土屋ブログ(介護・重度訪問介護・障害福祉サービス)
自立生活センターの友人から、「障害者だけではない、健常者の方もバリアがある」という内容で書いてほしいといわれ。。。思いついたのは、私にとってバリアともいえるのが、女性であるということだ。期待通りなのかわからないが、今日(3月8日)は国際女性デイでもあるので、このテーマで原稿を書くこととしたい(この原稿は自立生活センター北の機関誌で分割掲載の予定です)。
1.「女性の生きづらさをなくす政治を」
2022年3月8日の東京新聞の1面には、上記の表題とともに新法「困難女性支援法案(仮称)」が今国会に提出されることについての記事があった。法律の内容もさることながら、ここで重要なこととして取り上げられていたのは、超党派で女性議員がこの法律の制定に尽力したということだった。さらに衆議院では9.7%、参議院では23.1%しか女性議員がいないことを取り上げ、「女性が法整備を求める声を上げても、男性ばかりの国会ではなかなか取り上げられない」という三重大学教授岩本氏のコメントを載せている。

検出データセットからの抜粋
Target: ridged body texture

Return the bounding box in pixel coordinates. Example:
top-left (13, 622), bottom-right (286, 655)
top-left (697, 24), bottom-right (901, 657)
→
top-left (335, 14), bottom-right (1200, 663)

_記述課題 1_:
女性であることのバリアを扱った文章から、次の一文を英語に訳すこと:「法律の内容もさることながら、ここで重要なこととして取り上げられていたのは、超党派で女性議員がこの法律の制定に尽力したということだった。」
_記述課題 2_:
女性であることのバリアを扱った文章の最後の一文を受けて、その先を書き継ぐこと。

_課題の結果 1_:
Beyond the content of the law itself, what was highlighted here as important was that female lawmakers from across party lines had worked hard to get this law enacted.

_課題の結果 2_:
ではなぜ女性議員は少ないのか。
自民党幹事長代理の上川陽子氏は、「政治家は『私』でいられる時間はなく、心身ともにハードワークだ。家庭との両立や家族の同意など、特有のハードルも多い」と述べ、女性議員を増やすための自民党の対策として「党では女性を増やすための政治塾に力を入れ、議員も輩出している」と説明している。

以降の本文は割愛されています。